◆ SHORT EXERCISE ◆
Please show every line in the listing below that contains the word "statue", copying each such line in full.

◆ ENTRIES PROVIDED ◆
---*---

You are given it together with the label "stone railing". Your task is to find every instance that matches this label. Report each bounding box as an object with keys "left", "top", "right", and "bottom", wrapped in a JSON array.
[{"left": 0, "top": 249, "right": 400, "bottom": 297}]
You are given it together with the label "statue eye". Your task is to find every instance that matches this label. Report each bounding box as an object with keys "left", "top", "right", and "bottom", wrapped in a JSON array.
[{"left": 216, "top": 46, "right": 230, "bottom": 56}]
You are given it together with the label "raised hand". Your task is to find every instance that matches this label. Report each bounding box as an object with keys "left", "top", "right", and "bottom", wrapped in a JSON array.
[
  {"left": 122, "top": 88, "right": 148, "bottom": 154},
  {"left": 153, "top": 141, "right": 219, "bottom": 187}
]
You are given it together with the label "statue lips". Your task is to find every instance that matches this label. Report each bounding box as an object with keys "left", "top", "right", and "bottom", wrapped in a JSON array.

---*---

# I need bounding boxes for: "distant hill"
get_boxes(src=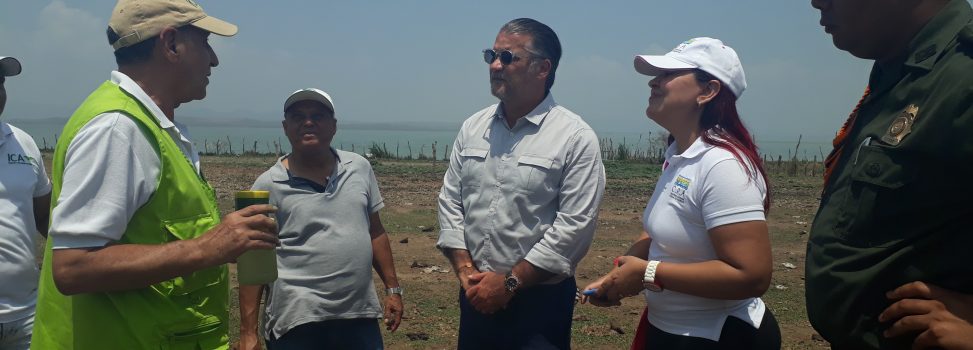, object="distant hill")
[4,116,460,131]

---*---

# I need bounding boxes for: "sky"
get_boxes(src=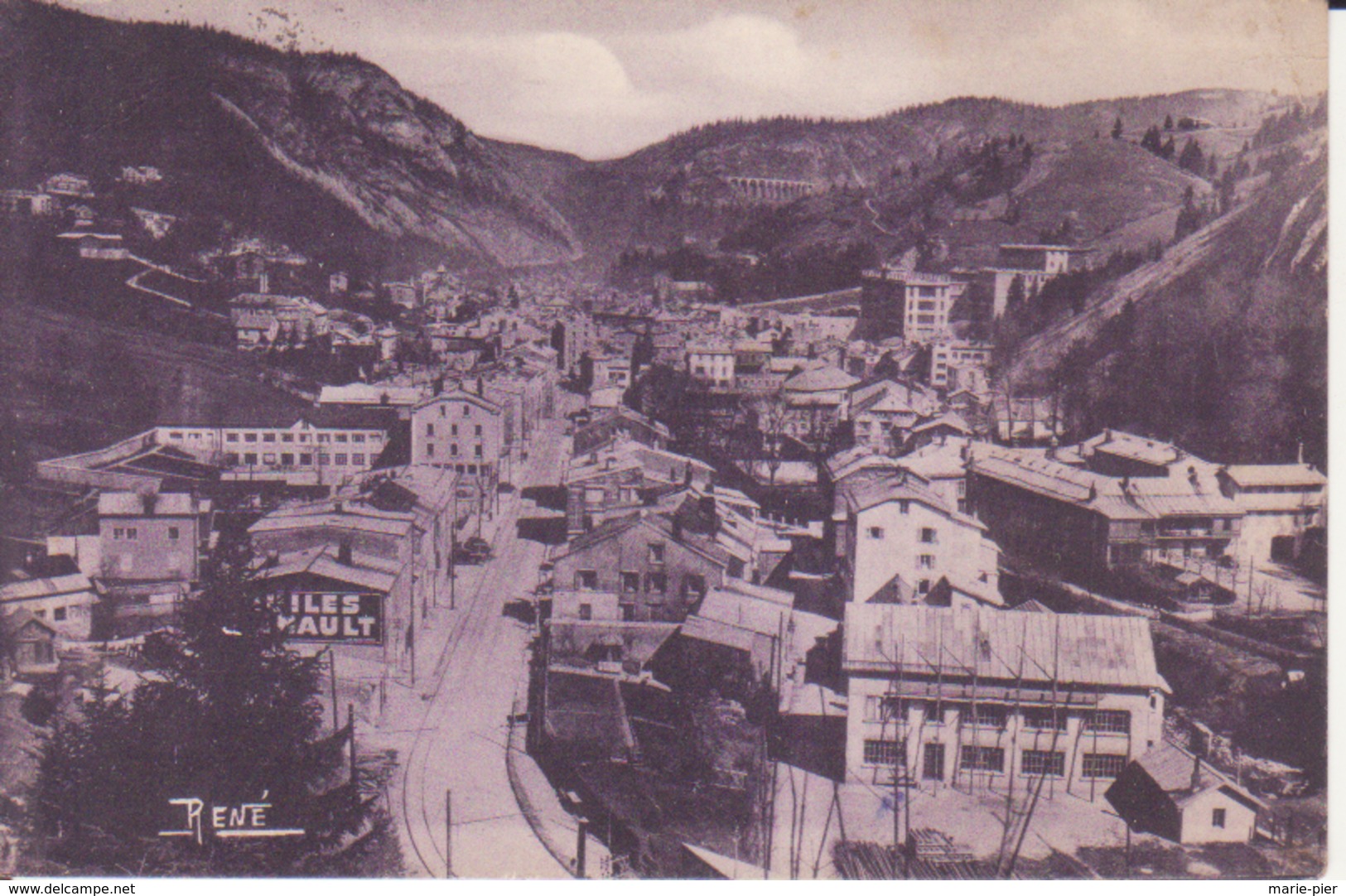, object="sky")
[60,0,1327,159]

---*---

◆ THE RESULT ◆
You are given it together with the label "statue eye". Your task is to find every instance that matches this label. Report each bounding box as an object with keys "left", "top", "right", and "bottom", wrapped in a JSON array.
You are given it together with the label "statue lips". Your task is to find every instance that matches this label. Report each bounding box as an object with keys "left", "top", "right", and "bottom", wrapped in a JSON array.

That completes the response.